■ TEXT EXCERPT
--------

There's no shortcut, the good ones come when they want to. Sometimes the good idea is just to set a pace and not wait for good ideas. You gain some momentum and ideas form along the way.
If there is one real trick, it's not so much a trick at all, it's science. First, you need to establish a baseline. Think of 100 ideas. Think of so many ideas that you become bored with them, to where they all blur together in their nondescript averageness. Now do that again. You are calibrated. Now every dumb thing you think of doesn't burst with dopamine from the sheer accomplishment of creating something that works. Stage 1 complete.
Now that you are jaded, keep thinking of ideas, every day. One day, you'll think of an idea and say, "this one feels special". You'll start working on it, and discover that it was good, but better in theory than practice. You still like the idea, but are mature enough to throw it away because it doesn't work well from all angles. Stage 2 complete.
A year later, you think of another good idea, you don't get quite as excited about it as the one from a year ago, but when you put this idea through the paces, it really starts to work. In fact, it's actually getting traction faster than the idea you were more excited about. As you write the chapters, the characters take on a life of their own, you are reading your own book, writing that next chapter because you want to find out what happens next.

--------

■ STORED DATA
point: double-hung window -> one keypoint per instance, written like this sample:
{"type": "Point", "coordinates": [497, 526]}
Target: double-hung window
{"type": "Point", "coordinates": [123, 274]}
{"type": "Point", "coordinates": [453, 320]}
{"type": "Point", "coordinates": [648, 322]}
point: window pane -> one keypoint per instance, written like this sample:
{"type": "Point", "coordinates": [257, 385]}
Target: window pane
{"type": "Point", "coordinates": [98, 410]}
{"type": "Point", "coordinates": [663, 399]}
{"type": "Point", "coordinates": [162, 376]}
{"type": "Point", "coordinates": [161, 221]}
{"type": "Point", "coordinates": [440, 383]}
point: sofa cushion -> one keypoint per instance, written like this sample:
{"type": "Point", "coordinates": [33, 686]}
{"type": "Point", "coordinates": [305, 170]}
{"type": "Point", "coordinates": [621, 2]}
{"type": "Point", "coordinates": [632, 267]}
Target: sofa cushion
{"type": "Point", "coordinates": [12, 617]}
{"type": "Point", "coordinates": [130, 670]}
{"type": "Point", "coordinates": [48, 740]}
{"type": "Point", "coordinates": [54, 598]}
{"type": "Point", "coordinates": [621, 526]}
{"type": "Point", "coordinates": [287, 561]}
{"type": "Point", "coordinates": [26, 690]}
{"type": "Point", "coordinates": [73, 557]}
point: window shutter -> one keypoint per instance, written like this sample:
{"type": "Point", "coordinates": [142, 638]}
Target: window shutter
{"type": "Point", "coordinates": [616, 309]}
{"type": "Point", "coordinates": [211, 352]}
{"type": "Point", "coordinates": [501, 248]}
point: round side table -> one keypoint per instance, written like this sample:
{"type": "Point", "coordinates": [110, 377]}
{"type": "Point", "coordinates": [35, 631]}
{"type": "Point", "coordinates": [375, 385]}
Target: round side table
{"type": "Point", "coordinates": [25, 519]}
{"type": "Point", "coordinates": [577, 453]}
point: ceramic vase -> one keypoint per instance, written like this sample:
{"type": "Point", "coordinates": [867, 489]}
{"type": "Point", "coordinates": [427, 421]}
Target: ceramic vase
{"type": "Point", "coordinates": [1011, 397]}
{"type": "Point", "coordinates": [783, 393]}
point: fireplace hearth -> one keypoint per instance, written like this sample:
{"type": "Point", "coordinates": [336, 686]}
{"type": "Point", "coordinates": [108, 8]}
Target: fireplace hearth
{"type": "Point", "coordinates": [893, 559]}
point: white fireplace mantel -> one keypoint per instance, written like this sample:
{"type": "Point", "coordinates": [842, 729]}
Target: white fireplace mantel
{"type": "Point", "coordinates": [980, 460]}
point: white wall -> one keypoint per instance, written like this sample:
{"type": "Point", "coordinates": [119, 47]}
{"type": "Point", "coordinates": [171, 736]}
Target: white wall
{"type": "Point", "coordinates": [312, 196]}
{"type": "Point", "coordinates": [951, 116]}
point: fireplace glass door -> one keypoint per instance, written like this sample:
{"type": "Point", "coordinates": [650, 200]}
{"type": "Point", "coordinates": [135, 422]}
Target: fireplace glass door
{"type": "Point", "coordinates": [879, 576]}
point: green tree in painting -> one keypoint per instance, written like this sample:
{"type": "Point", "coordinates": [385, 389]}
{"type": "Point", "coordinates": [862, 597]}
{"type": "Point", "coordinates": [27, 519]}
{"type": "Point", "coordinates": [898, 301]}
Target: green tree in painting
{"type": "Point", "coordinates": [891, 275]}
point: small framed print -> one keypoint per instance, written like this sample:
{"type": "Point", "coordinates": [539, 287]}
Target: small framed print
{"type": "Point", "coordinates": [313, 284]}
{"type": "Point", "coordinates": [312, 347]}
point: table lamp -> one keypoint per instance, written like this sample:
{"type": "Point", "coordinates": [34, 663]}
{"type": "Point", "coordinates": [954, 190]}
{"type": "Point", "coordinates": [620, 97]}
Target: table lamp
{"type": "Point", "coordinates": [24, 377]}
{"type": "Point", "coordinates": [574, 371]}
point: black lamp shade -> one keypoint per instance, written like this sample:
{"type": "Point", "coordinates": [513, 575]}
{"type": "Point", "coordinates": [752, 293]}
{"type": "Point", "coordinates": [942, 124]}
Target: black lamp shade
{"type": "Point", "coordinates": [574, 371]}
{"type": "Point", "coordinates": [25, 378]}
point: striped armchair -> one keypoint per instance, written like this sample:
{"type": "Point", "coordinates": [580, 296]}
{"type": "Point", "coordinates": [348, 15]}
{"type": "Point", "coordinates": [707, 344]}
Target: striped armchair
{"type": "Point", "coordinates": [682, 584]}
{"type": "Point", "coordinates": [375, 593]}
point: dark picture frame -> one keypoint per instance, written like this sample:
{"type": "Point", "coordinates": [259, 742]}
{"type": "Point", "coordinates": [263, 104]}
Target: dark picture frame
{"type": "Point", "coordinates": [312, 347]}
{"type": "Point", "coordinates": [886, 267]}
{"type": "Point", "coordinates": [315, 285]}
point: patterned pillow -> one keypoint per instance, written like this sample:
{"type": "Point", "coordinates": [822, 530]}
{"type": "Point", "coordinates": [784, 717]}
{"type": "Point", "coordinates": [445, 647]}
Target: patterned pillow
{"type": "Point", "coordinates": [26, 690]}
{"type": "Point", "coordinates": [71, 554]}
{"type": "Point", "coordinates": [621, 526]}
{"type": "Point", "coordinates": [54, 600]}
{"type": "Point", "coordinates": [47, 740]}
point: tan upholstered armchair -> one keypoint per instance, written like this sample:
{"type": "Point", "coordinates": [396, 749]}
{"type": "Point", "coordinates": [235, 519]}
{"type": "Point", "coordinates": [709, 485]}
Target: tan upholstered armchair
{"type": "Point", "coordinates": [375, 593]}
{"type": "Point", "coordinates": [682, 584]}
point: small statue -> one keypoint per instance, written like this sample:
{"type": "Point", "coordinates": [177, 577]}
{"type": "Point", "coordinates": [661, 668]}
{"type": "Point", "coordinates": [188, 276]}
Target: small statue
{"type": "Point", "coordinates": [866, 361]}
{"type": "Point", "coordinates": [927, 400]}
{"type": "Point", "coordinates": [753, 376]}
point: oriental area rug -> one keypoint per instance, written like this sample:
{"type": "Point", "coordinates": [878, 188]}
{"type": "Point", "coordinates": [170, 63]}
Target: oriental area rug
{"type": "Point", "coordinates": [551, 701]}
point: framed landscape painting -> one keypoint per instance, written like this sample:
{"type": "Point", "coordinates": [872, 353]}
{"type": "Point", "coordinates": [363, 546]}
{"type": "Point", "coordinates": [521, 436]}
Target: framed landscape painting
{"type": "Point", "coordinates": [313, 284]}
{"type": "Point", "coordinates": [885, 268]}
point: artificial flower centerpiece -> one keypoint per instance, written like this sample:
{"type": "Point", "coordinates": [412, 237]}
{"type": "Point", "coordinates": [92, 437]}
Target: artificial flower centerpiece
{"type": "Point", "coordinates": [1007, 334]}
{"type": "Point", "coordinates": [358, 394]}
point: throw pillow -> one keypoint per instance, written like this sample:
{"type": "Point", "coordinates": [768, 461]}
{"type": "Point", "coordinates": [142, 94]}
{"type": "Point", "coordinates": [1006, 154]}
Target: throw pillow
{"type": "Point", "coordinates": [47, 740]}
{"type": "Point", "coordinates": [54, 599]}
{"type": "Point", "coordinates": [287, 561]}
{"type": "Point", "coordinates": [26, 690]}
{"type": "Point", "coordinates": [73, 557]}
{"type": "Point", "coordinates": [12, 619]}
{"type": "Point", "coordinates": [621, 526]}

--------

■ TASKS
(1) According to the passage on finding good ideas, how many ideas should you think of to establish a baseline?
(2) Write out everything in the passage on finding good ideas from "If there is" down to "Stage 2 complete.".
You do not need the entries for this work.

■ EXPECTED RESPONSES
(1) 100 ideas.

(2)
If there is one real trick, it's not so much a trick at all, it's science. First, you need to establish a baseline. Think of 100 ideas. Think of so many ideas that you become bored with them, to where they all blur together in their nondescript averageness. Now do that again. You are calibrated. Now every dumb thing you think of doesn't burst with dopamine from the sheer accomplishment of creating something that works. Stage 1 complete.
Now that you are jaded, keep thinking of ideas, every day. One day, you'll think of an idea and say, "this one feels special". You'll start working on it, and discover that it was good, but better in theory than practice. You still like the idea, but are mature enough to throw it away because it doesn't work well from all angles. Stage 2 complete.